# Your objective:
Below are some records; retype all of them exactly.

# Data extracted from a collection:
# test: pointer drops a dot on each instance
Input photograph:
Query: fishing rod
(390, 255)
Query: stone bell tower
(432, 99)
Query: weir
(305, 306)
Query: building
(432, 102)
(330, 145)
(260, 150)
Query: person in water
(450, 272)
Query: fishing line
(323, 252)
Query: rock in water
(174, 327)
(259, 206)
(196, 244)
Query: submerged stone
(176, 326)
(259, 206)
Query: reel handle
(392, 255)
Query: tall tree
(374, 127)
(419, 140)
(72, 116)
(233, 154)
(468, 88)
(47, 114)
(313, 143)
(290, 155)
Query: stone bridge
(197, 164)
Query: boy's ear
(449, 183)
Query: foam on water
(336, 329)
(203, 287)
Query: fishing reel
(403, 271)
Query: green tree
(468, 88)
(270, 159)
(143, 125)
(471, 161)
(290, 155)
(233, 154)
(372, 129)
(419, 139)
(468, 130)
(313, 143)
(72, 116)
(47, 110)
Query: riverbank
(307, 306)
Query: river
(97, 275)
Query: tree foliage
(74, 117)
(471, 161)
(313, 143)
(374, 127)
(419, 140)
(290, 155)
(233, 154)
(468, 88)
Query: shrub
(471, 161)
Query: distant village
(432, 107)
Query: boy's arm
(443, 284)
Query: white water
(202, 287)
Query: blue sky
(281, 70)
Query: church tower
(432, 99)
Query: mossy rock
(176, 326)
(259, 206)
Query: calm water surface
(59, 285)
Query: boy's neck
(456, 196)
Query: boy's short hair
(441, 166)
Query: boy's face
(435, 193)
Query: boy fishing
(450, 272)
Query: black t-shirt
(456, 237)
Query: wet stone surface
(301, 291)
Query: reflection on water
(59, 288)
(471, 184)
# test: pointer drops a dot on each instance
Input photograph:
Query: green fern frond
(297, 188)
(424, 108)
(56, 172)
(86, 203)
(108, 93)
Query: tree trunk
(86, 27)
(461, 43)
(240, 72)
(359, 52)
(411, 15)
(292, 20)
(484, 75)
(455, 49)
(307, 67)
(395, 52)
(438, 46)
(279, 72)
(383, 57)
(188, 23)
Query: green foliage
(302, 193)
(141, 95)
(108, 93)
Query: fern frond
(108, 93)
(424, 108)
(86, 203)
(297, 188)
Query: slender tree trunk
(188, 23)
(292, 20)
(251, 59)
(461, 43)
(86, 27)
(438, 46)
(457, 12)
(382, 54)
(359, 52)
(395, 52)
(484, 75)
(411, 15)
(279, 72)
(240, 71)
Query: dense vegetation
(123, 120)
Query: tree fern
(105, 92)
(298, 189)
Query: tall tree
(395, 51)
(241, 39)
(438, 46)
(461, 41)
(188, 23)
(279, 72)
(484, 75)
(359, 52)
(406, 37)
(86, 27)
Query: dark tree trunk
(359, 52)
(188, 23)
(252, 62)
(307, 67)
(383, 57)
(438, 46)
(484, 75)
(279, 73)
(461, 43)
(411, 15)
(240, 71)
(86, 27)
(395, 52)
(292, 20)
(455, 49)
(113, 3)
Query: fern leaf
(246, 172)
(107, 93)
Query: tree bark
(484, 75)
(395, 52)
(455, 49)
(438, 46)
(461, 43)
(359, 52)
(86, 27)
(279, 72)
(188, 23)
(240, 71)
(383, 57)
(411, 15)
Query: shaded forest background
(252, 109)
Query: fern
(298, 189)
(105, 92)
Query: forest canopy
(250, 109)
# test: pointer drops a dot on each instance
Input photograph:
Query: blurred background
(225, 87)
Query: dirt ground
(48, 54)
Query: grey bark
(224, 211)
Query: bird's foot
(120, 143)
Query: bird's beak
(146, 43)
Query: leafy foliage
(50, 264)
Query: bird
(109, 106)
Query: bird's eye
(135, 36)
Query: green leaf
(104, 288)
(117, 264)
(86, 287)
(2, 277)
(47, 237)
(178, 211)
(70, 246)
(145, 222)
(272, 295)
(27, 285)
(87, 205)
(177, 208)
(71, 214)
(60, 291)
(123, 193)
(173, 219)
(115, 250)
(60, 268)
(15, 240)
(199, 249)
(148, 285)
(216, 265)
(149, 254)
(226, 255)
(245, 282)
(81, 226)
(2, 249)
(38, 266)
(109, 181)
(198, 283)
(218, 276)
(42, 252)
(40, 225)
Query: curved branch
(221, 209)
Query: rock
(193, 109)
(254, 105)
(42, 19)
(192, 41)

# Answer below:
# test: pointer drops a dot on each instance
Input photograph:
Query: fishing rod
(390, 255)
Query: stone bell tower
(432, 99)
Query: weir
(305, 306)
Query: building
(432, 102)
(330, 145)
(260, 150)
Query: person in water
(450, 272)
Query: fishing line
(323, 252)
Query: rock in water
(174, 327)
(259, 206)
(196, 244)
Query: submerged stone
(176, 326)
(259, 206)
Query: reel handle
(392, 255)
Query: tall tree
(374, 127)
(419, 140)
(72, 116)
(233, 154)
(468, 88)
(47, 114)
(313, 143)
(290, 155)
Query: stone bridge
(197, 164)
Query: boy's ear
(449, 183)
Query: foam on water
(336, 329)
(203, 287)
Query: fishing reel
(403, 271)
Query: green tree
(468, 88)
(270, 159)
(143, 125)
(471, 161)
(290, 155)
(233, 154)
(372, 129)
(419, 139)
(468, 130)
(313, 143)
(72, 116)
(47, 110)
Query: riverbank
(307, 306)
Query: river
(97, 275)
Query: tree foliage
(74, 117)
(471, 161)
(313, 143)
(374, 127)
(419, 140)
(290, 155)
(233, 154)
(468, 88)
Query: shrub
(471, 161)
Query: distant village
(432, 107)
Query: boy's arm
(443, 284)
Query: white water
(202, 287)
Query: blue sky
(281, 70)
Query: church tower
(432, 99)
Query: mossy rock
(176, 326)
(259, 206)
Query: calm water surface
(59, 285)
Query: boy's neck
(456, 196)
Query: boy's short hair
(441, 166)
Query: boy's face
(435, 193)
Query: boy fishing
(450, 272)
Query: black t-shirt
(456, 237)
Query: wet stone surface
(301, 291)
Query: reflection on water
(59, 288)
(471, 184)
# test: pointer drops a dot on each instance
Input photograph:
Query: green fern frond
(297, 188)
(424, 108)
(56, 172)
(86, 203)
(108, 93)
Query: tree trunk
(86, 27)
(461, 43)
(240, 72)
(359, 52)
(411, 15)
(292, 20)
(484, 75)
(455, 49)
(307, 67)
(395, 52)
(438, 46)
(279, 72)
(383, 57)
(188, 23)
Query: green foliage
(302, 193)
(141, 95)
(108, 93)
Query: fern frond
(108, 93)
(424, 108)
(86, 203)
(297, 188)
Query: slender tree trunk
(188, 23)
(292, 20)
(251, 59)
(461, 43)
(86, 27)
(438, 46)
(457, 12)
(382, 54)
(359, 52)
(395, 52)
(484, 75)
(411, 15)
(279, 72)
(240, 71)
Query: dense vegetation
(123, 120)
Query: tree fern
(105, 92)
(298, 189)
Query: tall tree
(395, 51)
(241, 39)
(438, 46)
(461, 41)
(188, 23)
(279, 72)
(484, 75)
(359, 52)
(406, 37)
(86, 27)
Query: dark tree trunk
(359, 52)
(188, 23)
(252, 62)
(307, 67)
(383, 57)
(438, 46)
(484, 75)
(279, 73)
(461, 43)
(411, 15)
(240, 71)
(86, 27)
(395, 52)
(292, 20)
(455, 49)
(113, 3)
Query: fern leaf
(246, 172)
(107, 93)
Query: tree bark
(484, 75)
(395, 52)
(455, 49)
(438, 46)
(461, 43)
(359, 52)
(86, 27)
(279, 72)
(188, 23)
(240, 71)
(383, 57)
(411, 15)
Query: shaded forest background
(252, 109)
Query: fern
(298, 189)
(105, 92)
Query: forest canopy
(250, 109)
# test: pointer drops a dot on each instance
Input photograph:
Query: blurred background
(225, 87)
Query: dirt ground
(48, 54)
Query: grey bark
(224, 211)
Query: bird's foot
(120, 143)
Query: bird's beak
(146, 43)
Query: leafy foliage
(50, 264)
Query: bird
(109, 106)
Query: bird's eye
(135, 36)
Query: green leaf
(104, 288)
(117, 264)
(86, 287)
(2, 277)
(47, 237)
(178, 211)
(70, 246)
(145, 222)
(272, 295)
(27, 285)
(87, 205)
(177, 208)
(71, 214)
(60, 291)
(123, 193)
(173, 219)
(115, 250)
(60, 268)
(15, 240)
(199, 249)
(148, 285)
(216, 265)
(149, 254)
(226, 255)
(245, 282)
(81, 226)
(2, 249)
(38, 266)
(109, 181)
(198, 283)
(218, 276)
(42, 252)
(40, 225)
Query: curved branch
(221, 209)
Query: rock
(193, 109)
(254, 105)
(42, 19)
(192, 41)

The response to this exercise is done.